--- Supplied material ---

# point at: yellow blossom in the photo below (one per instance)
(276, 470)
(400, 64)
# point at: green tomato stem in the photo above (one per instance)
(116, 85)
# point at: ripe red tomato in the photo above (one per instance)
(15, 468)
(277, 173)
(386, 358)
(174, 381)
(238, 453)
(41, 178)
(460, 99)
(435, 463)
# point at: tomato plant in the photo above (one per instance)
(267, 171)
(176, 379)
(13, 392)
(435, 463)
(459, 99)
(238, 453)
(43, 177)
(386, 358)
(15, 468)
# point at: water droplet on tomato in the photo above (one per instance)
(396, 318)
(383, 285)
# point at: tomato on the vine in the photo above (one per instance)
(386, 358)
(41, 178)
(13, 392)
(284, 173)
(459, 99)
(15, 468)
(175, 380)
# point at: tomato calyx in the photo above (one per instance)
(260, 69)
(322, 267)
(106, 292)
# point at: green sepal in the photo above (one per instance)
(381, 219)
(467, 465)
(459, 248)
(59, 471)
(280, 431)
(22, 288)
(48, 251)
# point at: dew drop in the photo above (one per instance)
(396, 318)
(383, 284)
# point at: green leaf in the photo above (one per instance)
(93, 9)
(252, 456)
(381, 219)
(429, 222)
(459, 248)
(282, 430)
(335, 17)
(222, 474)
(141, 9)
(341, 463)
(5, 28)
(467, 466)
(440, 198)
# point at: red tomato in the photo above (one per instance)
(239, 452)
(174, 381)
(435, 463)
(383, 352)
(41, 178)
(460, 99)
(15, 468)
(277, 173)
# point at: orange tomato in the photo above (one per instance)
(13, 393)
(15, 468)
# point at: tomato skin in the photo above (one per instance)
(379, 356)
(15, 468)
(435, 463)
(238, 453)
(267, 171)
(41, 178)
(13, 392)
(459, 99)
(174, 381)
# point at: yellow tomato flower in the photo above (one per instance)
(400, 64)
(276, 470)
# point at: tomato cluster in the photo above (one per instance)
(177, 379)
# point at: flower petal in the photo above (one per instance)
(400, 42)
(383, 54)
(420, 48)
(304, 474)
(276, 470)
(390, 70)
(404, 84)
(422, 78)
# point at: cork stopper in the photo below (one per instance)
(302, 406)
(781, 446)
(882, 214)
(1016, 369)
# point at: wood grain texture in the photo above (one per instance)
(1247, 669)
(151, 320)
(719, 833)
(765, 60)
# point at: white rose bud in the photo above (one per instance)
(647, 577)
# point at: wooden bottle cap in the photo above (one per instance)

---

-- What to produce --
Copy every record above line for line, with nothing altered.

-- Complete output --
# point at: yellow blossom in the photo below (one per instance)
(276, 470)
(400, 64)
# point at: green tomato stem in the photo above (one per instance)
(116, 85)
# point at: ripe red tomato in the photo above (one per instance)
(15, 468)
(277, 173)
(386, 358)
(174, 381)
(238, 453)
(41, 178)
(460, 99)
(435, 463)
# point at: tomato plant in the photo above (one per instance)
(267, 171)
(176, 379)
(13, 392)
(435, 463)
(459, 99)
(238, 453)
(43, 177)
(386, 358)
(15, 468)
# point at: water droplet on tomato in the photo above (one per instance)
(396, 318)
(383, 285)
# point at: tomato on the vine in the photo above (one per instance)
(386, 358)
(41, 178)
(13, 392)
(284, 173)
(459, 99)
(15, 468)
(175, 380)
# point at: tomato calyx in the photo above (one per instance)
(260, 69)
(322, 267)
(106, 292)
# point at: green sepal in the photo above (one per instance)
(381, 219)
(467, 465)
(459, 248)
(59, 471)
(280, 431)
(22, 288)
(48, 251)
# point at: dew drop in the photo above (one per instance)
(396, 318)
(383, 284)
# point at: green leaf in the photo above (one per instance)
(93, 9)
(252, 456)
(381, 219)
(429, 222)
(459, 248)
(282, 430)
(335, 17)
(222, 474)
(141, 9)
(341, 463)
(5, 28)
(467, 466)
(440, 198)
# point at: red tomato in the photo above (one per instance)
(239, 452)
(174, 381)
(435, 463)
(383, 352)
(41, 178)
(460, 99)
(15, 468)
(277, 173)
# point at: orange tomato in the photo above (one per instance)
(13, 393)
(15, 468)
# point at: tomato skin in the photo above (one per instance)
(379, 356)
(15, 468)
(435, 463)
(238, 453)
(267, 171)
(41, 178)
(13, 392)
(459, 99)
(174, 381)
# point at: yellow tomato flower in the photo above (one per instance)
(400, 64)
(276, 470)
# point at: tomato cluster in the photo above (one per instance)
(177, 379)
# point at: flower petal in the photo above (one per instance)
(400, 42)
(383, 54)
(420, 48)
(304, 474)
(276, 470)
(390, 70)
(404, 84)
(422, 78)
# point at: cork stopper in the photo below (one per instance)
(302, 406)
(781, 446)
(882, 214)
(1016, 369)
# point at: wood grain texture in the photo above (one per instance)
(1247, 669)
(151, 320)
(719, 833)
(765, 60)
# point at: white rose bud in the photo above (one per instance)
(647, 577)
# point at: wooden bottle cap in the photo above (one per instance)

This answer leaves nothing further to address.